Copy out every line in the data below that contains the word "roof". Matches must have the same letter case.

Data provided
----------------------------------------

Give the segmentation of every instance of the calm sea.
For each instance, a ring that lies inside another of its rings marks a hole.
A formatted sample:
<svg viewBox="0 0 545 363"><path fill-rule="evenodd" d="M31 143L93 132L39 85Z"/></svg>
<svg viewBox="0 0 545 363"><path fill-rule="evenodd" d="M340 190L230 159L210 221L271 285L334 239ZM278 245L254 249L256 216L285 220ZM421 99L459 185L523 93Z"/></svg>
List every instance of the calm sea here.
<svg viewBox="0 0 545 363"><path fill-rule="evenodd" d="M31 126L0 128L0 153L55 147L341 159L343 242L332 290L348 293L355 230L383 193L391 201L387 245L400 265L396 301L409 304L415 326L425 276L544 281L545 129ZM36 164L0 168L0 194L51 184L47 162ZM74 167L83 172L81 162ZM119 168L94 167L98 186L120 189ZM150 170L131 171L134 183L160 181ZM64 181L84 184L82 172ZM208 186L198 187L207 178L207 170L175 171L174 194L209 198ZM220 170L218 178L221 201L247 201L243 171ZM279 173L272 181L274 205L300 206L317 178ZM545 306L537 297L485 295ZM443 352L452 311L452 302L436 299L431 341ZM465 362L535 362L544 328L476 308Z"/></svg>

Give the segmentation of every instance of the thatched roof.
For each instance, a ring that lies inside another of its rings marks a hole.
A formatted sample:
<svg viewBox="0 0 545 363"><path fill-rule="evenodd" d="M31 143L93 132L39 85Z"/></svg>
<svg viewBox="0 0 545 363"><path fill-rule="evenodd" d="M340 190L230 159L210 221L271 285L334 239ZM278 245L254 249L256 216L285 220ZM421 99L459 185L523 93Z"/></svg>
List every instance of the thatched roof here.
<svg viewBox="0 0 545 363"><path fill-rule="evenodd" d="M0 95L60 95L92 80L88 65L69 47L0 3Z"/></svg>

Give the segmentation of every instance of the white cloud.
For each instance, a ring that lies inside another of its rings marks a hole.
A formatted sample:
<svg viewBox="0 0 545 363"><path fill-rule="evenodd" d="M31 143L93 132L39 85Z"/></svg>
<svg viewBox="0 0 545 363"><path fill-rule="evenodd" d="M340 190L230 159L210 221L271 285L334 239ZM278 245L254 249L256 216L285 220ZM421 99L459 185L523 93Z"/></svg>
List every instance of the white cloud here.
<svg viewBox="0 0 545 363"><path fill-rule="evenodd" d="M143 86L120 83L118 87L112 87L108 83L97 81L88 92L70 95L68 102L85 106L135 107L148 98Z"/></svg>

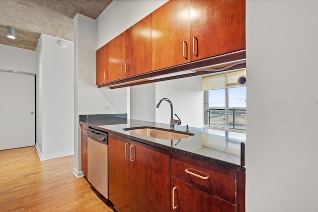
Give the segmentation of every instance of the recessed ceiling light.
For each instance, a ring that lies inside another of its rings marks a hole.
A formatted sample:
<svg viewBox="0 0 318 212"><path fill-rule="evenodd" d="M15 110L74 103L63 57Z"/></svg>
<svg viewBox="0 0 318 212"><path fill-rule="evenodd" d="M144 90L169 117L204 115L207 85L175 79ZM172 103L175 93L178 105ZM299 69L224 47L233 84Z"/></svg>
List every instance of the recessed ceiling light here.
<svg viewBox="0 0 318 212"><path fill-rule="evenodd" d="M15 39L15 29L10 26L6 27L6 37L11 39Z"/></svg>

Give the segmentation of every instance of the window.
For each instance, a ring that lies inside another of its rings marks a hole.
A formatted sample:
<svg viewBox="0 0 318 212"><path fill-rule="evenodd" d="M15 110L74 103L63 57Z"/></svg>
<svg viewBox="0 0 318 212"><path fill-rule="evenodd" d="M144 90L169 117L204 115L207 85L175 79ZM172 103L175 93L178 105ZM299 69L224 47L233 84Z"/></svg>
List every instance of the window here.
<svg viewBox="0 0 318 212"><path fill-rule="evenodd" d="M238 82L245 75L244 69L203 78L205 125L246 131L246 89Z"/></svg>

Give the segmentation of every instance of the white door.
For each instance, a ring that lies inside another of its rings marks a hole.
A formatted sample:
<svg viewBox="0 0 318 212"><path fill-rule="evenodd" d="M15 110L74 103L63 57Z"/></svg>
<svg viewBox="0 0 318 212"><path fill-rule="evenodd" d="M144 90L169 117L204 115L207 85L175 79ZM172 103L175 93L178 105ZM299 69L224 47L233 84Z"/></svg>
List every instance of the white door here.
<svg viewBox="0 0 318 212"><path fill-rule="evenodd" d="M0 150L35 145L35 81L0 71Z"/></svg>

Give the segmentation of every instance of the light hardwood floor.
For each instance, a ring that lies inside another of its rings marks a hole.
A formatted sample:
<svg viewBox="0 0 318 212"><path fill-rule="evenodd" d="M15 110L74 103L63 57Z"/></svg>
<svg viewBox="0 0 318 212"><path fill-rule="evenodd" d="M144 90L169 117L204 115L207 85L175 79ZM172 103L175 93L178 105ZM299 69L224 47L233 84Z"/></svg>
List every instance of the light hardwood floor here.
<svg viewBox="0 0 318 212"><path fill-rule="evenodd" d="M34 146L0 151L0 212L113 212L74 166L74 156L41 161Z"/></svg>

----------------------------------------

Correct response
Give the segmentation of every instance of the thatched roof.
List every instance of the thatched roof here.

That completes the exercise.